PROBLEM DETAILS:
Return each line of the listing below that contains the word "rail", matching case exactly.

DATA EXCERPTS:
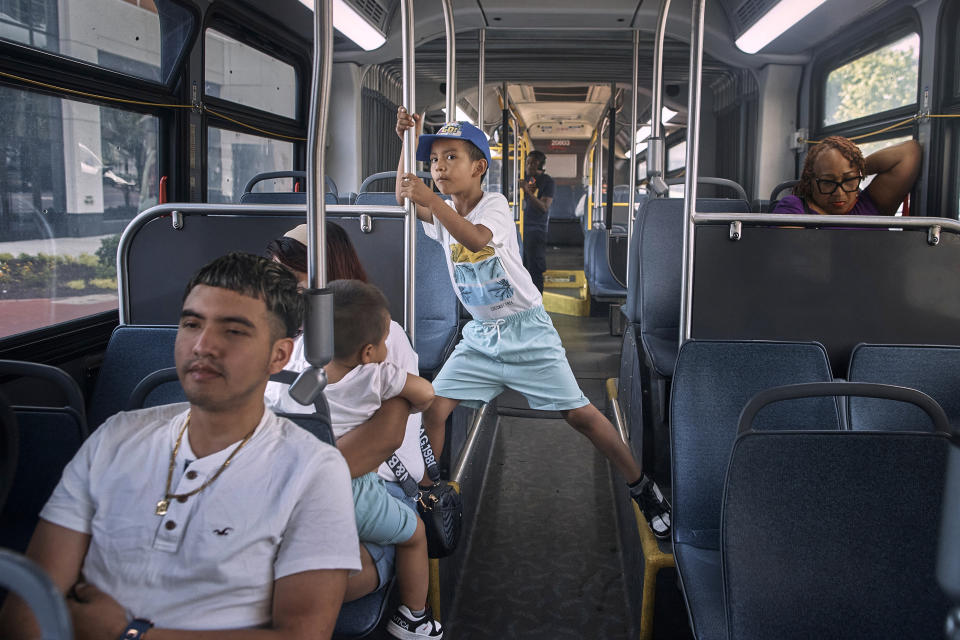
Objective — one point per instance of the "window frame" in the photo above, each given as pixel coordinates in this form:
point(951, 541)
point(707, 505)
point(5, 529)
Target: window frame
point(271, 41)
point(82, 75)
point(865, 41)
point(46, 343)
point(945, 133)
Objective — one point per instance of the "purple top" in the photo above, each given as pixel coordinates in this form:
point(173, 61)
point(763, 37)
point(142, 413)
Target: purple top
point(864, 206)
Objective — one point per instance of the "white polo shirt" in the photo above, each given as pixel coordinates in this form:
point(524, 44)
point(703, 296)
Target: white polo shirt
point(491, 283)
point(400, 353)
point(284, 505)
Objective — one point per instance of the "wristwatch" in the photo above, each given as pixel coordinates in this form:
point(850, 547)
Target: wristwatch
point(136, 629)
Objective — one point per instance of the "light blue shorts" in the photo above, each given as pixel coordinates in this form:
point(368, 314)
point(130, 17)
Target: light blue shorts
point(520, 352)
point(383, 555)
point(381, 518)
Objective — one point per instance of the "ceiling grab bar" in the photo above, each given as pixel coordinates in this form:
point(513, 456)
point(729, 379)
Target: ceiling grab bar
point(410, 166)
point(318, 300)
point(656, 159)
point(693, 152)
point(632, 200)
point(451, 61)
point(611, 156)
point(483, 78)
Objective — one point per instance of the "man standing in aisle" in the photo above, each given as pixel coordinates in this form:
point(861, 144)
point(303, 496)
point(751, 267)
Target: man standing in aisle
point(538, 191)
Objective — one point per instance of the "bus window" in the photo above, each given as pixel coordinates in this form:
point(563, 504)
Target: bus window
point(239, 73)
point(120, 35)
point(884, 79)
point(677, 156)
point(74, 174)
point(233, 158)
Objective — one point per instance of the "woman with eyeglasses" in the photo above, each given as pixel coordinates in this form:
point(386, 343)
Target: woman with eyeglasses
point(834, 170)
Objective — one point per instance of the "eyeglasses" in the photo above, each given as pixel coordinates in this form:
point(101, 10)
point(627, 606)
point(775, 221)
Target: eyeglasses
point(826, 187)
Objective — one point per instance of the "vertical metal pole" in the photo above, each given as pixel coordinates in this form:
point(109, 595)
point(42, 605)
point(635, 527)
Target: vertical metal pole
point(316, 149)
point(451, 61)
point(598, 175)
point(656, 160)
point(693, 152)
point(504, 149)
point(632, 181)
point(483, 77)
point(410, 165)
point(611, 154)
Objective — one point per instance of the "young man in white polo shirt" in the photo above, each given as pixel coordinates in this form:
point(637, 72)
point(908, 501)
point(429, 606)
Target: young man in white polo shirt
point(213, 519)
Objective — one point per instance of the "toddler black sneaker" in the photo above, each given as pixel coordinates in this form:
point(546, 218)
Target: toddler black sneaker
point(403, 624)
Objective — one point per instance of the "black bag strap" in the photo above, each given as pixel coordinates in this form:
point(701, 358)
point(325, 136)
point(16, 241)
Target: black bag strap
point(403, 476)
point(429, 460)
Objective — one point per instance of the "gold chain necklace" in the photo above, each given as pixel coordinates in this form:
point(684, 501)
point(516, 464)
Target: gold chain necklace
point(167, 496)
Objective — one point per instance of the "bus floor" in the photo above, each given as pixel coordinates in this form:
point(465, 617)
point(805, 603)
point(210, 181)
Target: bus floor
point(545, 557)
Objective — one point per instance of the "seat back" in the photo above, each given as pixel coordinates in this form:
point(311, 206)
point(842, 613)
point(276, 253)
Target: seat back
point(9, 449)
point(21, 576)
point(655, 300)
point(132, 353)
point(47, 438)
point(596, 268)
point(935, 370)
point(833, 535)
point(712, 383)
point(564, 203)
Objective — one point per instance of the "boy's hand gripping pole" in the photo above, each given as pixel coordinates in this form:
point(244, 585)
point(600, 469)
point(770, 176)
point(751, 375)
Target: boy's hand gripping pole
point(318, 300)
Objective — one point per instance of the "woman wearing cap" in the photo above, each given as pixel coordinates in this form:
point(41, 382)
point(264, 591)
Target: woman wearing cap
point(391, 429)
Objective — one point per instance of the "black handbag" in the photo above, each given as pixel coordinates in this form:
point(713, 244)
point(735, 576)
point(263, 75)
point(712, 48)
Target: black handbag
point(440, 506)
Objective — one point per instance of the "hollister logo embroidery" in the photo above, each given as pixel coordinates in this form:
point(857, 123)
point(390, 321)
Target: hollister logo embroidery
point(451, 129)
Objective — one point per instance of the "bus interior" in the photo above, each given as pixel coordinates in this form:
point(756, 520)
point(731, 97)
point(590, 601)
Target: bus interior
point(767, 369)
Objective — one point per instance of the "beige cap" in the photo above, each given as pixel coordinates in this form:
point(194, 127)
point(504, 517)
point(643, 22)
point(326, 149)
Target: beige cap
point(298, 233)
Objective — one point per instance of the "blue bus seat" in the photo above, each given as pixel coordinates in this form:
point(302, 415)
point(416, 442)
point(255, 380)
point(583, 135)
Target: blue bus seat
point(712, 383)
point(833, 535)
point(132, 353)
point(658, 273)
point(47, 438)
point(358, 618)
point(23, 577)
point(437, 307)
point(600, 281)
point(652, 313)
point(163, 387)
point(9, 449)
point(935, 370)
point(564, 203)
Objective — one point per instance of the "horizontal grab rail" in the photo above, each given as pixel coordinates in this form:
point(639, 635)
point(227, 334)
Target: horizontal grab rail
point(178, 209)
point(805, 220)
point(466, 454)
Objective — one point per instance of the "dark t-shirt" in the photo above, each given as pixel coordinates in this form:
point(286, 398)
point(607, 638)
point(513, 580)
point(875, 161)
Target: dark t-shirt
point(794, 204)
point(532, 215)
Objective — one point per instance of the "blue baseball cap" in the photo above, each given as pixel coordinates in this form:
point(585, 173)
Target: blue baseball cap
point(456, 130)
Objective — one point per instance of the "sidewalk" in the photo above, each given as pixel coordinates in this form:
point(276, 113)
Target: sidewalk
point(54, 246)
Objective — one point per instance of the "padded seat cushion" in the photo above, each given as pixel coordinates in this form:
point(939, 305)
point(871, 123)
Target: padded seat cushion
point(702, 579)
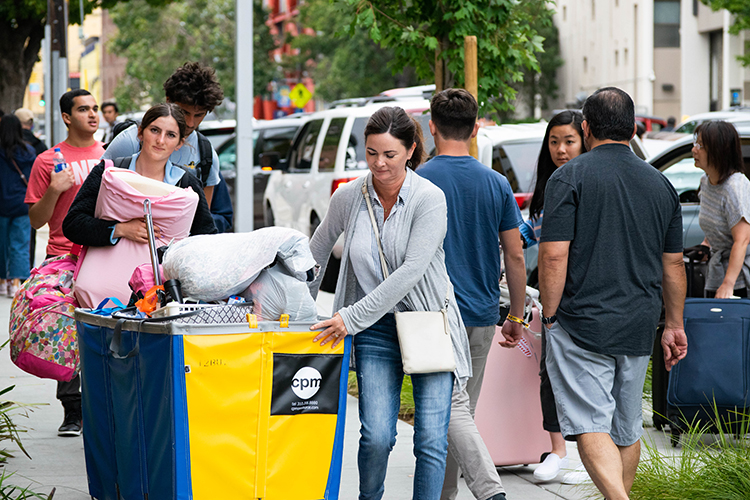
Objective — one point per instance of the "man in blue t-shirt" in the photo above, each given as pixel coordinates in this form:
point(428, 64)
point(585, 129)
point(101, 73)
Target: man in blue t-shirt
--
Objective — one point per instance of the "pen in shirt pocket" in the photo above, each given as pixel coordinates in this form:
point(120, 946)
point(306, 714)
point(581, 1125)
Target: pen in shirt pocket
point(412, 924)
...
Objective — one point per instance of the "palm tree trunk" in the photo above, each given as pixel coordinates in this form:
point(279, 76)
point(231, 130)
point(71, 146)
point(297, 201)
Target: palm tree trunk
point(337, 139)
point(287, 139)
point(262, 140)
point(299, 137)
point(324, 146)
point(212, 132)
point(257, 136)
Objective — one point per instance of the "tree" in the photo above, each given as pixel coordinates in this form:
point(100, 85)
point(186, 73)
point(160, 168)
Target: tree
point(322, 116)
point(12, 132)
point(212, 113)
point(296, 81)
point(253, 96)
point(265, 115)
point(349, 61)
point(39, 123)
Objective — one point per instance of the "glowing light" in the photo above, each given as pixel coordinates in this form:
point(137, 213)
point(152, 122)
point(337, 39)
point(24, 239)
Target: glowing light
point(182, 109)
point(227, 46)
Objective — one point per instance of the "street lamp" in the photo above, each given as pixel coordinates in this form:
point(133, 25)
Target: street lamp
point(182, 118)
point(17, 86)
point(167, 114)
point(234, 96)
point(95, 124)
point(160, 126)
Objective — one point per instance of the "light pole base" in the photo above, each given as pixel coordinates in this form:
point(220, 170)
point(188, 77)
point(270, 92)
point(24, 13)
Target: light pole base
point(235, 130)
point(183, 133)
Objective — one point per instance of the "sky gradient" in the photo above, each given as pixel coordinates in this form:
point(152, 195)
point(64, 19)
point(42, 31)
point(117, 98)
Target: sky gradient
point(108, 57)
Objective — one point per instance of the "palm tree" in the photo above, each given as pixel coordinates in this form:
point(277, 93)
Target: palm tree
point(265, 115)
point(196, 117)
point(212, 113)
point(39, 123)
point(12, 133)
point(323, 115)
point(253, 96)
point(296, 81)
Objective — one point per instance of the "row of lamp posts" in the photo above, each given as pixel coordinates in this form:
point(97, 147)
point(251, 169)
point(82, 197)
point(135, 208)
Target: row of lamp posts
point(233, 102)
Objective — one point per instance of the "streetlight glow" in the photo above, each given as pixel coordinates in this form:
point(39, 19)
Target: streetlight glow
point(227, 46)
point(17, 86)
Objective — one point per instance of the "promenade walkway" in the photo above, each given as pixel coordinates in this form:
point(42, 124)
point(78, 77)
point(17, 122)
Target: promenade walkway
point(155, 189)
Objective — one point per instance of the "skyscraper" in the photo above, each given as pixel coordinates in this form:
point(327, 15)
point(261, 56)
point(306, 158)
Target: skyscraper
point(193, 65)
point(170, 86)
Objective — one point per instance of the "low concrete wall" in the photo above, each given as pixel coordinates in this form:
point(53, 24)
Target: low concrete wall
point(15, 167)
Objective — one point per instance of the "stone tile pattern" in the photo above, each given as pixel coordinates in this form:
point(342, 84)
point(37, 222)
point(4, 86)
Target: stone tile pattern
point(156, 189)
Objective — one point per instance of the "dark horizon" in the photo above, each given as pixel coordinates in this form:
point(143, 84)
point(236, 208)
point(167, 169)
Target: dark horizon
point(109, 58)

REPLY TO THE EXERCISE:
Objective — one point per instance of the "horizontal grab rail" in the photo above, each given as pixel coordinates in this form:
Target: horizontal grab rail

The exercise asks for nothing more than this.